• [Excerpt to read]
######

Novelist scoops 'Bad Sex' Award; "Bad Hemingway" Move Over

According to AP, a novel containing what one reviewer described as "the sort of sex that would make a Thai brothel-keeper blush" has won the British publishing industry's least coveted prize, the Bad Sex in Fiction Award.

Journalist AA Gill, who wrote a screenplay for Metro earlier this year, scooped the accolade - intended to highlight the worst, most redundant or embarrassing description in fiction of the sexual act -- for a passage from his latest novel, Starcrossed.

The prize was presented at a ceremony in London on Wednesday by James Hewitt, former lover of the late Diana, Princess of Wales.

Gill's first novel, Sap Rising, almost won the 1997 Bad Sex Award, and Starcrossed was heavily tipped by reviewers to win this year. The Mirror newspaper commented: "The scene involving a deep-sea diver and a genetically-modified, homosexually- inclined giant squid has to be read to be believed.''

Other reviewers were equally startled by the passage, "the rash-rubbed thighs clamped cheeks, bits of liverish flesh draped across his nose and coarse hair scraped his chin. There seemed to be such a lot of her."

######

• [Supplied data]
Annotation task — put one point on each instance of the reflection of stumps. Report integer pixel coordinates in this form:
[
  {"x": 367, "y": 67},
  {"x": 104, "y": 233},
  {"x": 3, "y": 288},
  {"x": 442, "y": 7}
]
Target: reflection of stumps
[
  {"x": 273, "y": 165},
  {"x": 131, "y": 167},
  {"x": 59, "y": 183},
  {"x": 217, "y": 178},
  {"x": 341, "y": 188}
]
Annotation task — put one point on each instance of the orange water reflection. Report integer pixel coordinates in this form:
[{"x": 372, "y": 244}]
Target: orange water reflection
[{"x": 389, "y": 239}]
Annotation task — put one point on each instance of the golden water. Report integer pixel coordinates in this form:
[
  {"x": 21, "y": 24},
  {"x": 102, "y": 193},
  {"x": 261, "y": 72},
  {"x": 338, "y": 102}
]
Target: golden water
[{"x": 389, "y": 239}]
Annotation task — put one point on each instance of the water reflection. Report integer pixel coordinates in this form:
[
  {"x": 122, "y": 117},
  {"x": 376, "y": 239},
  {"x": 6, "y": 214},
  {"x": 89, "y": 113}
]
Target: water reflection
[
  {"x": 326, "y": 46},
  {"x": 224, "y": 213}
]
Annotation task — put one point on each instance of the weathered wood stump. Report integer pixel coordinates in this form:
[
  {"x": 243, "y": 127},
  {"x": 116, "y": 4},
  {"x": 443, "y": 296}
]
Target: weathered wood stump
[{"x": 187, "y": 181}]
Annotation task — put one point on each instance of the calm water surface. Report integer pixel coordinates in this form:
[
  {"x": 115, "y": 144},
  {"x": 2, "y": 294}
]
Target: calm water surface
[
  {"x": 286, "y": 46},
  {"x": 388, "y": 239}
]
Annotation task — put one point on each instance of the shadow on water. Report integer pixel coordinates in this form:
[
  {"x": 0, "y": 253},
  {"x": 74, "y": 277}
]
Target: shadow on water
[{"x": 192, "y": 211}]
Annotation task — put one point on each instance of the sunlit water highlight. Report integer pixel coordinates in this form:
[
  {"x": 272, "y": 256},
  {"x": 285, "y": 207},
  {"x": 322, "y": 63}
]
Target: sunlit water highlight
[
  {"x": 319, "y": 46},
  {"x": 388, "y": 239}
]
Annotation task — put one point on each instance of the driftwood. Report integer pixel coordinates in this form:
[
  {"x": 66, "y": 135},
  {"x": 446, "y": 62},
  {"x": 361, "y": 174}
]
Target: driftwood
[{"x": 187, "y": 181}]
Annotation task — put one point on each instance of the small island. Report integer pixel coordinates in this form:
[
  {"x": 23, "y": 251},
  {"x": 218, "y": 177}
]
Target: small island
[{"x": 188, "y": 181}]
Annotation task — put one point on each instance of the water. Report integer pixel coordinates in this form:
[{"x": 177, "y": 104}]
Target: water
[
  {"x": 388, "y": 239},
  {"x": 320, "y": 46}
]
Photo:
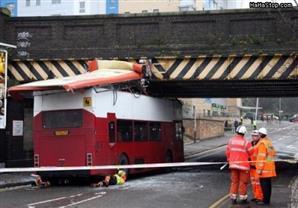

######

• [Work task 1] Duplicate the Bad Sex award article from "According to AP, a" to "in Fiction Award.".
• [Work task 2] In the Bad Sex award article, who presented the prize at the London ceremony?
• [Work task 3] Resume the article about the Bad Sex award, picking up after its final sentence.
The rows are not needed here.

• [Your response 1]
According to AP, a novel containing what one reviewer described as "the sort of sex that would make a Thai brothel-keeper blush" has won the British publishing industry's least coveted prize, the Bad Sex in Fiction Award.

• [Your response 2] James Hewitt, former lover of the late Diana, Princess of Wales, presented it.

• [Your response 3]
Auberon Waugh, editor of Literary Review magazine, who created the tongue-in-cheek awards seven years ago, joked: "As the passages were of an exceptionally high standard, the task of choosing a recipient is becoming increasingly difficult."

This year's shortlist also included Irish novelist Roddy Doyle, columnist Julie Burchill and Amanda Platell, who was appointed press secretary in the summer to opposition Conservative leader William Hague.

Previous shortlisted entrants for the Bad Sex in Fiction Awards have included Sebastian Faulks, Alan Titchmarsh, presenter of popular television gardening programme Ground Force, and former Foreign Secretary Douglas Hurd.

Gene sez: "Don't know what the clamor is about; that style of writing appears on this site every day of the week."